▸ DO THIS: In the records below, find the line containing "In the photograph above, where can the chrome faucet"; give it again exactly, along with every line that follows, and nothing else.

▸ RECORDS FOR THE EXERCISE:
───

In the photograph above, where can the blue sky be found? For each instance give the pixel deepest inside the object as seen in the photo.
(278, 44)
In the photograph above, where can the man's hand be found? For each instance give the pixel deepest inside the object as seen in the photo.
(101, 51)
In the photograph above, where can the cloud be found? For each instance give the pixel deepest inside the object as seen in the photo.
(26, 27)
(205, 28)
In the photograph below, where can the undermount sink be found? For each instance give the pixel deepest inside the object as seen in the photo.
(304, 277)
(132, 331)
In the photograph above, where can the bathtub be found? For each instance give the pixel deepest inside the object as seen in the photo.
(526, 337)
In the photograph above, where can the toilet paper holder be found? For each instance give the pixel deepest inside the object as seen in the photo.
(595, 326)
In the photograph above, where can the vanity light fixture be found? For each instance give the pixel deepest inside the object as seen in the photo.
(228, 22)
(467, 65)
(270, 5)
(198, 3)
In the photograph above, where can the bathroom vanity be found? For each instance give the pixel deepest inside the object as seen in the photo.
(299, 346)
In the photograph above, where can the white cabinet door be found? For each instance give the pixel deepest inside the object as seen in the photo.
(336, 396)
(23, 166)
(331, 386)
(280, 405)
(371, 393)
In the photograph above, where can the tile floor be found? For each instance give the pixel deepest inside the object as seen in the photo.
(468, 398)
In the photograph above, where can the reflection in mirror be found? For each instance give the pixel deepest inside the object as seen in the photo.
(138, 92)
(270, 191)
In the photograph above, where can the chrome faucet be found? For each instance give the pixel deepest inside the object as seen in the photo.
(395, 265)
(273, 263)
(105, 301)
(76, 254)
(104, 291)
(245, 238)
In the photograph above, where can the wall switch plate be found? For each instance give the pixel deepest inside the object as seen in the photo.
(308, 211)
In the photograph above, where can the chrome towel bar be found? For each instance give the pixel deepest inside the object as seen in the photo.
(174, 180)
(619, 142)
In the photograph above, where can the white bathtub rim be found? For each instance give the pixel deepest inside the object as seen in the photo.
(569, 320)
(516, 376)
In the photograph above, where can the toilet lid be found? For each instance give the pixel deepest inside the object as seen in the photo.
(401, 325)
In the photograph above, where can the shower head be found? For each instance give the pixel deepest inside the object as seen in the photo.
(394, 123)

───

▸ IN RESPONSE:
In the photograph above, where can the chrome faucet be found? For each instance give the pixel deepest inside the object as seen in the photo.
(395, 265)
(273, 263)
(105, 301)
(76, 254)
(104, 291)
(245, 238)
In the photograph above, where can the wall switch plate be found? For each instance give the pixel deepest inside the object as seen in the photo.
(308, 211)
In the photograph above, where can the chrome towel bar be found? For each instance give the pixel deepest inside the object as seen in the photo.
(174, 180)
(619, 142)
In the photograph above, where can the white bathtub rim be found? For each instance give the pixel deepest inside the object as seen in the photo.
(569, 320)
(516, 376)
In the photograph above, where can the toilet lid be found? For each instance give the pixel deepest inside the object as seen in the photo.
(401, 325)
In the photograph above, where can the shower head be found? For each instance give the pixel deepest inside the object as seen in the photo.
(394, 123)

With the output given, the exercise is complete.